(Entries from a collection)
——————
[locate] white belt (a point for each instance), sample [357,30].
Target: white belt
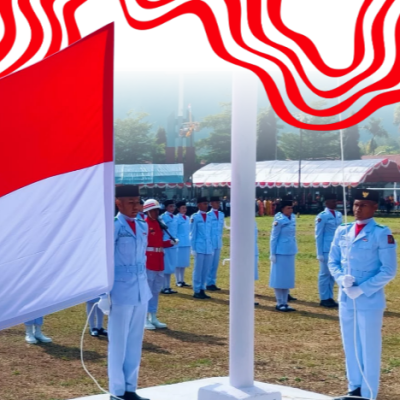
[156,249]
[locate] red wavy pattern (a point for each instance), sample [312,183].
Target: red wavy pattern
[37,32]
[206,15]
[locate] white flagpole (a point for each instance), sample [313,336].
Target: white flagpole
[243,159]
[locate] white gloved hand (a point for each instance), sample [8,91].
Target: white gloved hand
[353,292]
[105,305]
[348,281]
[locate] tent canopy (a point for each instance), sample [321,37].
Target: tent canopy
[313,173]
[149,175]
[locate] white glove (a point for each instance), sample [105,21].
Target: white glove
[348,281]
[353,292]
[105,305]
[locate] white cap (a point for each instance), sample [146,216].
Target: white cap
[150,204]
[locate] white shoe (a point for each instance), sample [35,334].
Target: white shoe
[30,337]
[156,323]
[39,335]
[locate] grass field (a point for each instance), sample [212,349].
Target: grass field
[301,349]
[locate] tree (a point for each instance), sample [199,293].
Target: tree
[161,136]
[217,147]
[351,149]
[267,131]
[315,144]
[134,143]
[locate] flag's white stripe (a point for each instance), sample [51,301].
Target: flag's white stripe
[56,243]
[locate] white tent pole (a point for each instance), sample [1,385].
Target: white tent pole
[244,126]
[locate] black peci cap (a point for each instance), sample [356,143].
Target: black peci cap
[365,194]
[168,203]
[127,191]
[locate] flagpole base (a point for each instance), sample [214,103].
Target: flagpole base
[221,391]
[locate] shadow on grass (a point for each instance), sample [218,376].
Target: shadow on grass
[193,337]
[67,353]
[152,348]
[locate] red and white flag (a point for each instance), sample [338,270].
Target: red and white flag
[57,180]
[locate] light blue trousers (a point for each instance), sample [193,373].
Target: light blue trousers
[325,280]
[125,336]
[155,279]
[212,273]
[37,321]
[202,263]
[369,348]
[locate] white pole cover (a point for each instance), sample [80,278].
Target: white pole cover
[244,126]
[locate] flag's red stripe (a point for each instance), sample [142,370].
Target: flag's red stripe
[57,115]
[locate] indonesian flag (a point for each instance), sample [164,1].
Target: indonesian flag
[57,181]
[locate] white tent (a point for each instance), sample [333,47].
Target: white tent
[313,173]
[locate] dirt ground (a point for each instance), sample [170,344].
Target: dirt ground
[301,349]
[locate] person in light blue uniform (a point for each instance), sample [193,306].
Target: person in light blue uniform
[363,261]
[217,230]
[326,224]
[170,254]
[34,332]
[283,249]
[183,232]
[202,247]
[127,302]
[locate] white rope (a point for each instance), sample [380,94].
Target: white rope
[347,255]
[82,361]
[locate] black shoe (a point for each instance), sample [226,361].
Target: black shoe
[354,394]
[102,332]
[329,303]
[94,332]
[133,396]
[212,288]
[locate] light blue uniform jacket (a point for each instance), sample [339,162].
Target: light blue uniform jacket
[371,257]
[130,279]
[283,235]
[325,228]
[217,228]
[200,234]
[183,230]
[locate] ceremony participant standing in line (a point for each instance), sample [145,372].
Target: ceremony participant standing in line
[184,244]
[155,261]
[96,318]
[127,303]
[33,330]
[363,261]
[283,250]
[202,248]
[326,224]
[217,230]
[171,254]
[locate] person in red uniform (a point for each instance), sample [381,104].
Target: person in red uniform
[155,261]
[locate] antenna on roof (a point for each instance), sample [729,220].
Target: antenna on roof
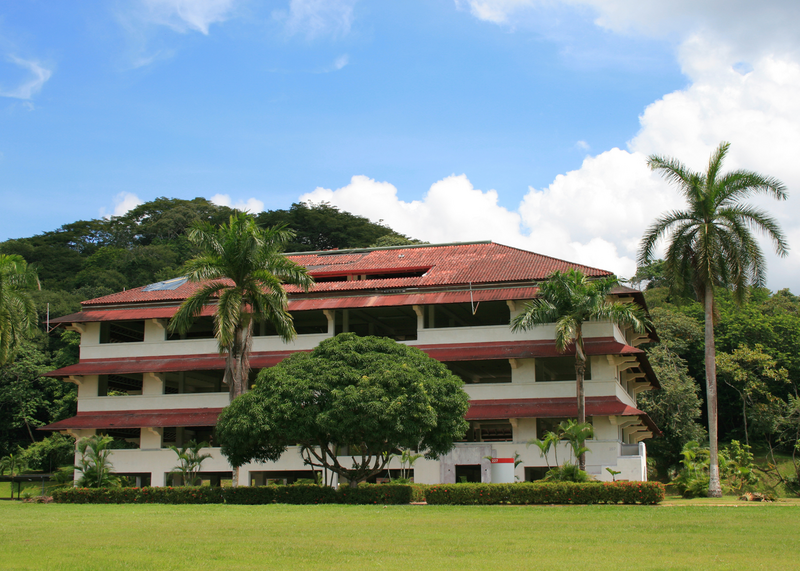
[472,301]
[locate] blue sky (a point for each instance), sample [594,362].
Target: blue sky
[521,121]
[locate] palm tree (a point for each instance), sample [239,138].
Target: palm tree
[17,310]
[569,299]
[711,245]
[242,272]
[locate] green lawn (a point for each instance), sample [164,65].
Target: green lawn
[219,537]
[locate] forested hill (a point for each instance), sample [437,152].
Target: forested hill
[91,258]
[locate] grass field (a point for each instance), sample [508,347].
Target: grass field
[219,537]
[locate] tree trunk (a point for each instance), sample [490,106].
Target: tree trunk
[237,362]
[237,372]
[580,372]
[714,485]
——————
▶ _Exercise description_: Rewrite the part of the records that begins with the line containing "[locate] blue sky" and continues through the last line, keeping the requests unchanged. Multiply each point coordinate in the answers by 1.35 and round to whole numbers, with halves rounding up.

▶ _Complete answer_:
[locate] blue sky (a point for each instance), sample [594,362].
Target: blue sky
[703,163]
[locate] palm tree (a point for each instance), sample [239,138].
Target: palm tree
[23,419]
[768,404]
[960,331]
[327,367]
[locate] green lawn (a point for each instance), sample [164,65].
Target: green lawn
[296,725]
[locate] forested hill (a point for each instance), sample [437,152].
Target: forested hill
[123,348]
[locate] grass field (a point for each instance), sample [508,347].
Target: grass field
[296,725]
[locate] tree trunk (a point for each instance), sample [490,106].
Target: tree trunk
[320,489]
[320,502]
[783,502]
[964,655]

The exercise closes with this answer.